▸ **Selected passage**
━━━━━━━━━━━━━━━━

Lemma 4.24.2 (0A8B)—The Stacks project

Lemma 4.24.2. Let $u : \mathcal{C} \to \mathcal{D}$ be a functor between categories. If for each $y \in \mathop{\mathrm{Ob}}\nolimits (\mathcal{D})$ the functor $x \mapsto \mathop{\mathrm{Mor}}\nolimits _\mathcal {D}(u(x), y)$ is representable, then $u$ has a right adjoint.

Proof. For each $y$ choose an object $v(y)$ and an isomorphism $\mathop{\mathrm{Mor}}\nolimits _\mathcal {C}(-, v(y)) \to \mathop{\mathrm{Mor}}\nolimits _\mathcal {D}(u(-), y)$ of functors. By Yoneda's lemma (Lemma 4.3.5) for any morphism $g : y \to y'$ the transformation of functors

$\mathop{\mathrm{Mor}}\nolimits _\mathcal {C}(-, v(y)) \to \mathop{\mathrm{Mor}}\nolimits _\mathcal {D}(u(-), y) \to \mathop{\mathrm{Mor}}\nolimits _\mathcal {D}(u(-), y') \to \mathop{\mathrm{Mor}}\nolimits _\mathcal {C}(-, v(y'))$

corresponds to a unique morphism $v(g) : v(y) \to v(y')$ . We omit the verification that $v$ is a functor and that it is right adjoint to $u$ . $\square$

Comments (3)

━━━━━━━━━━━━━━━━

▸ **Extracted data**
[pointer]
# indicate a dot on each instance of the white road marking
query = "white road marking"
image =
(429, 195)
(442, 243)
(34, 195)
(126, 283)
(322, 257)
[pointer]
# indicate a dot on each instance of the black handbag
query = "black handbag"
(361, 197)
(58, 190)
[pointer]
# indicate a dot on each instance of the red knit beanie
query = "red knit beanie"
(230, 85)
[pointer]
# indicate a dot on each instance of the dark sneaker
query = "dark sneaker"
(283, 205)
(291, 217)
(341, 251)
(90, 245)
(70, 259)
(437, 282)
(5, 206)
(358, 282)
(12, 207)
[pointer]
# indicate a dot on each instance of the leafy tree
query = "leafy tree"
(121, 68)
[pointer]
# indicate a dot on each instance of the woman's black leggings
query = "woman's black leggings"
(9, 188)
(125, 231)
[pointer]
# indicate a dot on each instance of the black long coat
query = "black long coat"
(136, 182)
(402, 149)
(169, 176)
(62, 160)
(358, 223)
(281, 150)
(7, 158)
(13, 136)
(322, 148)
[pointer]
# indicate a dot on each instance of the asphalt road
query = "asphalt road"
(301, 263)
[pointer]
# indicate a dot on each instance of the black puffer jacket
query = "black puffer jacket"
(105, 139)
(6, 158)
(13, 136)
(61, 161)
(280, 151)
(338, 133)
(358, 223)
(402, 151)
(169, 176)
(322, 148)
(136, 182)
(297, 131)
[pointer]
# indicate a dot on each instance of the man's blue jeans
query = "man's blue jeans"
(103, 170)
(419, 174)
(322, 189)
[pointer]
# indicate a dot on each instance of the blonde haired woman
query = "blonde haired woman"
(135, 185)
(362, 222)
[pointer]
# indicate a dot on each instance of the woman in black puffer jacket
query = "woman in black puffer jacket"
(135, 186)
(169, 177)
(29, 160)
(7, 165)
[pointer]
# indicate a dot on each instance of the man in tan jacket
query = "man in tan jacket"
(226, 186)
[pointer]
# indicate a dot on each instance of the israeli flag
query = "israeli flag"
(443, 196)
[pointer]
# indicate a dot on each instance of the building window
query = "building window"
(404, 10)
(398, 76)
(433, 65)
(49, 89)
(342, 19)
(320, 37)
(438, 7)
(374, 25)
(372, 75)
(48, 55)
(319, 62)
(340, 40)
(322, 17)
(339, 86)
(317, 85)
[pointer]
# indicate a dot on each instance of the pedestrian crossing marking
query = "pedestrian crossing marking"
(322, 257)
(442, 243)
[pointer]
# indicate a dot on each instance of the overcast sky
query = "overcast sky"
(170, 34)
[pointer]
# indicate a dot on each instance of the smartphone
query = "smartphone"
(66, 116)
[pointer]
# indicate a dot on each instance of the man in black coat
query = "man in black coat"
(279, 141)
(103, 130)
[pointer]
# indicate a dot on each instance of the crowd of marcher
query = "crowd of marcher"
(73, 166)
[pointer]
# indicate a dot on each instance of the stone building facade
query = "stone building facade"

━━━━━━━━━━━━━━━━

▸ **Aim of the exercise**
Reproduce the whole lemma page on right adjoints word for word. None of the entries are needed for what comes next.

▸ **Result of this task**
Lemma 4.24.2 (0A8B)—The Stacks project

Lemma 4.24.2. Let $u : \mathcal{C} \to \mathcal{D}$ be a functor between categories. If for each $y \in \mathop{\mathrm{Ob}}\nolimits (\mathcal{D})$ the functor $x \mapsto \mathop{\mathrm{Mor}}\nolimits _\mathcal {D}(u(x), y)$ is representable, then $u$ has a right adjoint.

Proof. For each $y$ choose an object $v(y)$ and an isomorphism $\mathop{\mathrm{Mor}}\nolimits _\mathcal {C}(-, v(y)) \to \mathop{\mathrm{Mor}}\nolimits _\mathcal {D}(u(-), y)$ of functors. By Yoneda's lemma (Lemma 4.3.5) for any morphism $g : y \to y'$ the transformation of functors

$\mathop{\mathrm{Mor}}\nolimits _\mathcal {C}(-, v(y)) \to \mathop{\mathrm{Mor}}\nolimits _\mathcal {D}(u(-), y) \to \mathop{\mathrm{Mor}}\nolimits _\mathcal {D}(u(-), y') \to \mathop{\mathrm{Mor}}\nolimits _\mathcal {C}(-, v(y'))$

corresponds to a unique morphism $v(g) : v(y) \to v(y')$ . We omit the verification that $v$ is a functor and that it is right adjoint to $u$ . $\square$

Comments (3)